**The task:**
Where a line in the records below includes "cloud", pull that line out.

Segment Start: The data

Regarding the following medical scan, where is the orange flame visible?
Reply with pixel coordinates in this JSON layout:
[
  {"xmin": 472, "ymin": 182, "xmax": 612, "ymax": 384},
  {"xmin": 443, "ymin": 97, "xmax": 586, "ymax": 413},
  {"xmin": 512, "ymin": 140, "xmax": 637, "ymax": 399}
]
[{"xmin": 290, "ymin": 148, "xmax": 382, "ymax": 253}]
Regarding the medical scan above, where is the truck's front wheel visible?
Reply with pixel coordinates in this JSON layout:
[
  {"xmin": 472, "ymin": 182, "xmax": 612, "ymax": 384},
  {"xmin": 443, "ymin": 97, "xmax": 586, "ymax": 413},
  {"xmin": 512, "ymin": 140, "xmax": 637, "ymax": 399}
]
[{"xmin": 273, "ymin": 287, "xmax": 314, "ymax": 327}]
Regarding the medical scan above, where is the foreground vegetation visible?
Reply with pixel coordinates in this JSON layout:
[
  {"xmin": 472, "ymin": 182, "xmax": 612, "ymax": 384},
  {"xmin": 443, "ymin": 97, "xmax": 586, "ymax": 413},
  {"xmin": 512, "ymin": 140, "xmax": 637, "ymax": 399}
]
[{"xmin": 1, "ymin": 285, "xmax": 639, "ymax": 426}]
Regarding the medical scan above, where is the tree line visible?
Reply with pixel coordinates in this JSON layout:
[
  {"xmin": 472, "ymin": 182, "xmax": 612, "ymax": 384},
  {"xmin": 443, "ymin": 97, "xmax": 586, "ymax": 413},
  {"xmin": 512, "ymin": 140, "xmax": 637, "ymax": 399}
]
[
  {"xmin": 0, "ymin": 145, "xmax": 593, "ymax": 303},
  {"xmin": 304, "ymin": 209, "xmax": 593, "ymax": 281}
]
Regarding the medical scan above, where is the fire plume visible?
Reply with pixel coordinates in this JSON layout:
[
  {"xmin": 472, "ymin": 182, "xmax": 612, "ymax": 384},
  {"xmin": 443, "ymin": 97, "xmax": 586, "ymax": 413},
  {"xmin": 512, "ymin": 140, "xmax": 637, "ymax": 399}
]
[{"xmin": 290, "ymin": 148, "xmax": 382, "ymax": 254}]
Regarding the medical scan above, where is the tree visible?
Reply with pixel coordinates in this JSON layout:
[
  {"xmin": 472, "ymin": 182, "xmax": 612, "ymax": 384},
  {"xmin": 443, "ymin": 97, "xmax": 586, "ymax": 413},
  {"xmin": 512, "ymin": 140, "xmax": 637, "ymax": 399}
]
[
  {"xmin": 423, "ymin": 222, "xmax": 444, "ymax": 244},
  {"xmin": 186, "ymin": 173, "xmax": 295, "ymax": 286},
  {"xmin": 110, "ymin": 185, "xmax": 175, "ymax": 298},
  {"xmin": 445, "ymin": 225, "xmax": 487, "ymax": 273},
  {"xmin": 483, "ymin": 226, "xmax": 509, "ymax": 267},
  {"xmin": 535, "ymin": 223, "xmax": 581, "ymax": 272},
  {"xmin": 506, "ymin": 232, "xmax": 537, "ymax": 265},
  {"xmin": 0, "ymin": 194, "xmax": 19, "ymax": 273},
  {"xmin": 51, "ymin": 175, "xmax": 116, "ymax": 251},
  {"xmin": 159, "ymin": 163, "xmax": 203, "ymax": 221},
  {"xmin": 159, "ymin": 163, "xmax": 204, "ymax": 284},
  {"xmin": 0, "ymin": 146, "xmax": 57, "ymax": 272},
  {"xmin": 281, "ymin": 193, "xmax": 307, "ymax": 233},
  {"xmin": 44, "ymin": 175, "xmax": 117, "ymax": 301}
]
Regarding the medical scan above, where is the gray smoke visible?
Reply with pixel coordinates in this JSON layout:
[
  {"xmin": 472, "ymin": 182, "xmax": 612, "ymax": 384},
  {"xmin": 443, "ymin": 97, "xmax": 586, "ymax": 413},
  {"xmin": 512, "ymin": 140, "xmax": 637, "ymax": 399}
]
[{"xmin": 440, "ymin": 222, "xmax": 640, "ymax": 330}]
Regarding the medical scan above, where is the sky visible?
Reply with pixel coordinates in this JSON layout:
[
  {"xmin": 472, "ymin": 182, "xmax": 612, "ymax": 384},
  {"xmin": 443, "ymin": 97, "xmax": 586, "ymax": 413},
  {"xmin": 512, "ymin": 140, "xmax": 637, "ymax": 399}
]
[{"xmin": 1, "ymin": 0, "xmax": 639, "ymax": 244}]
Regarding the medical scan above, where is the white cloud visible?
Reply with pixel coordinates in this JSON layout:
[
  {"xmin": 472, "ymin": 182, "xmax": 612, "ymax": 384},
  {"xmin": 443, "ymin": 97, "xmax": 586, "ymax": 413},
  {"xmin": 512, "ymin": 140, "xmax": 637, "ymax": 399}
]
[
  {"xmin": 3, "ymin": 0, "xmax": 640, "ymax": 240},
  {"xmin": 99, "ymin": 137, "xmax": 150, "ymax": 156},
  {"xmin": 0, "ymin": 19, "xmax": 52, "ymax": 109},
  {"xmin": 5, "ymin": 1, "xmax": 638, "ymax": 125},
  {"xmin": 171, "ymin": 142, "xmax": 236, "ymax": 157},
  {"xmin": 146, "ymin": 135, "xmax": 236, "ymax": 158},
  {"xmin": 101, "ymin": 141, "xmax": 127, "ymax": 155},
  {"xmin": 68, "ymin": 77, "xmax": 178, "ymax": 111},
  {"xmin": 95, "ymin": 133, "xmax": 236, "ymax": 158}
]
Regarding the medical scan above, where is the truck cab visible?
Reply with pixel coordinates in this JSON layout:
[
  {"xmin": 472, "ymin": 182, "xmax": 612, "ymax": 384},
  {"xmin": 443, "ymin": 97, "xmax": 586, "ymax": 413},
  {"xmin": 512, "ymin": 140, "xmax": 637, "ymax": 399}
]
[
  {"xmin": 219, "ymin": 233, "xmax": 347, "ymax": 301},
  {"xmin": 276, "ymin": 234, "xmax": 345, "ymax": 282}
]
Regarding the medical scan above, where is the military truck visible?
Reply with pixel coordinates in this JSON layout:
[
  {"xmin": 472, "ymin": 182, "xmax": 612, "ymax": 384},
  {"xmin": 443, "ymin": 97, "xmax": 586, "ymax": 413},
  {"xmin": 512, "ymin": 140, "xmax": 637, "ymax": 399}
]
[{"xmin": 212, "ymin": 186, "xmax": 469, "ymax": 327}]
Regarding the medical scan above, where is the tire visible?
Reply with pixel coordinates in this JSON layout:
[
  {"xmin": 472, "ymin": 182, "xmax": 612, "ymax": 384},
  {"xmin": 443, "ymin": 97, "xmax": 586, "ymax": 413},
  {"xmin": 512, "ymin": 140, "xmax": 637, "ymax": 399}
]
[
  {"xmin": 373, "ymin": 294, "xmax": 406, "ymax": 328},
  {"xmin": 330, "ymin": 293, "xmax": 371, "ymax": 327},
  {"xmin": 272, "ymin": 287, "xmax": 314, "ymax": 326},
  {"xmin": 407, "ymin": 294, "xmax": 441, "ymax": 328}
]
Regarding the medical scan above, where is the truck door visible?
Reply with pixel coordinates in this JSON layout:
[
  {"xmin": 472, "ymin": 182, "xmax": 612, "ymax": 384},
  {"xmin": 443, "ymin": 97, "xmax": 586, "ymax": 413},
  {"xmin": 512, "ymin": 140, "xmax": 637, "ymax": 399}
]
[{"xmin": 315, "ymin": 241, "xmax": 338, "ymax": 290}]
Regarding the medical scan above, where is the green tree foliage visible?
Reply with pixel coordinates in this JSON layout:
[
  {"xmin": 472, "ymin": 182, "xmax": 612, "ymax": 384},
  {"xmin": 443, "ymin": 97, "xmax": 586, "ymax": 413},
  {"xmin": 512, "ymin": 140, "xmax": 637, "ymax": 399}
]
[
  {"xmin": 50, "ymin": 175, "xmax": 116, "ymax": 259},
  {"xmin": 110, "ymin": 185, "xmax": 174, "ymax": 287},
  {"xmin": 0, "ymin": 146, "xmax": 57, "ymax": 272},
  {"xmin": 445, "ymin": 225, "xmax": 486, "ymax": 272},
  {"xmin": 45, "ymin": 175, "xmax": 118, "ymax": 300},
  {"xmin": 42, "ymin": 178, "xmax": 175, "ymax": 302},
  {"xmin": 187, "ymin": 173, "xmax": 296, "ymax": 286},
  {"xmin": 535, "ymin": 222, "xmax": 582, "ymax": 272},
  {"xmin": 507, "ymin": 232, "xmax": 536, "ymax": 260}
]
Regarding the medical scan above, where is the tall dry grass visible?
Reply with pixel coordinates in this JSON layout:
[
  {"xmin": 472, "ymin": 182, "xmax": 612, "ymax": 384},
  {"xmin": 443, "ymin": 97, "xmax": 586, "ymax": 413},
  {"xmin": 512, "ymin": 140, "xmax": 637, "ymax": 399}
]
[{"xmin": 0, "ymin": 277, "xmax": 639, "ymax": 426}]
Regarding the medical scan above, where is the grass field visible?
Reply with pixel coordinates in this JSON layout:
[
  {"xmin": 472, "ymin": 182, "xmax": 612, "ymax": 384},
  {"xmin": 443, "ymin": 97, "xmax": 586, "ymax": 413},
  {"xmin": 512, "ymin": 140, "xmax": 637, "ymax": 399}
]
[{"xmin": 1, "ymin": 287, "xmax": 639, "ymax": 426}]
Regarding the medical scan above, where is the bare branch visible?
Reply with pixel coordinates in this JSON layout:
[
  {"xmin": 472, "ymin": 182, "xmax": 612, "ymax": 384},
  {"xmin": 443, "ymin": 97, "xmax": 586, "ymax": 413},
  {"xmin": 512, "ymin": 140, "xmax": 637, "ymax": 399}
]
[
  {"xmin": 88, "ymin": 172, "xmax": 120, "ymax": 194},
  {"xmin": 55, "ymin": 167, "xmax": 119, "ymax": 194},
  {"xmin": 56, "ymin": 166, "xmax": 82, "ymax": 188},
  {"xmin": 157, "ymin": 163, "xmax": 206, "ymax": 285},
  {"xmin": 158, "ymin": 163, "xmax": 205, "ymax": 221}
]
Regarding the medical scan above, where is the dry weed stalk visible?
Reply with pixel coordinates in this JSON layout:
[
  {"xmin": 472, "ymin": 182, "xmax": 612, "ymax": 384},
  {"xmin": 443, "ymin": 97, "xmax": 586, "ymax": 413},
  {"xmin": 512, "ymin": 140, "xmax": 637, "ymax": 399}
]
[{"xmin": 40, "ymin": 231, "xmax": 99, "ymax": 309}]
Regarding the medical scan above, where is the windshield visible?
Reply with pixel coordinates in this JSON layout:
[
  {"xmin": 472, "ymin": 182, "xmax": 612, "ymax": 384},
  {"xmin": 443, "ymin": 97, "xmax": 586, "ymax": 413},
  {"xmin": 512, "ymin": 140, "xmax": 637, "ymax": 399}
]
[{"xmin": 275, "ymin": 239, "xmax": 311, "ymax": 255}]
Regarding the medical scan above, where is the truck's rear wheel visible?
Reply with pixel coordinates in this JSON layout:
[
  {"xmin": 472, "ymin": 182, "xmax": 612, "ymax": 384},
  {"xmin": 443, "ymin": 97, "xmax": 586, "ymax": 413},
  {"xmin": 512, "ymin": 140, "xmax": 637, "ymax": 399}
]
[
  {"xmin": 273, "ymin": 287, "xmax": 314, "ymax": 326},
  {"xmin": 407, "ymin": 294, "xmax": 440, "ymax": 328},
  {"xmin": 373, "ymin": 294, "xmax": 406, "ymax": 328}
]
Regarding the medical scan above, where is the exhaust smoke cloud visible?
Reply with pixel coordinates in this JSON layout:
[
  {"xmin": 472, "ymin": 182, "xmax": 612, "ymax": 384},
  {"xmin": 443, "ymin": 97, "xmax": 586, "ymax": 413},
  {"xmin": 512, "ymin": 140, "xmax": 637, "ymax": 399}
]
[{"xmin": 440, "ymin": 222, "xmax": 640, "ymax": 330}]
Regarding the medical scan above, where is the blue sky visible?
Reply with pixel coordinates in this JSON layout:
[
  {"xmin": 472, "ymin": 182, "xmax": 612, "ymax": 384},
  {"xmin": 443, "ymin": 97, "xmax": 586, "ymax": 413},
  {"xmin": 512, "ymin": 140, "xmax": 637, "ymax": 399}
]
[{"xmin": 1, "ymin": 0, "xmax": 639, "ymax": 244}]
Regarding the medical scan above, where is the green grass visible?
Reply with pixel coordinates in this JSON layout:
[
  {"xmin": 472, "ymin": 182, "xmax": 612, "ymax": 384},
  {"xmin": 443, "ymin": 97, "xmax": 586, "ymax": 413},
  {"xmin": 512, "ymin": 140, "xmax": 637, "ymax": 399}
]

Segment End: The data

**Final answer:**
Regarding the medical scan above, where is the white cloud visible?
Regarding the medical scan above, where is the exhaust smoke cloud visible?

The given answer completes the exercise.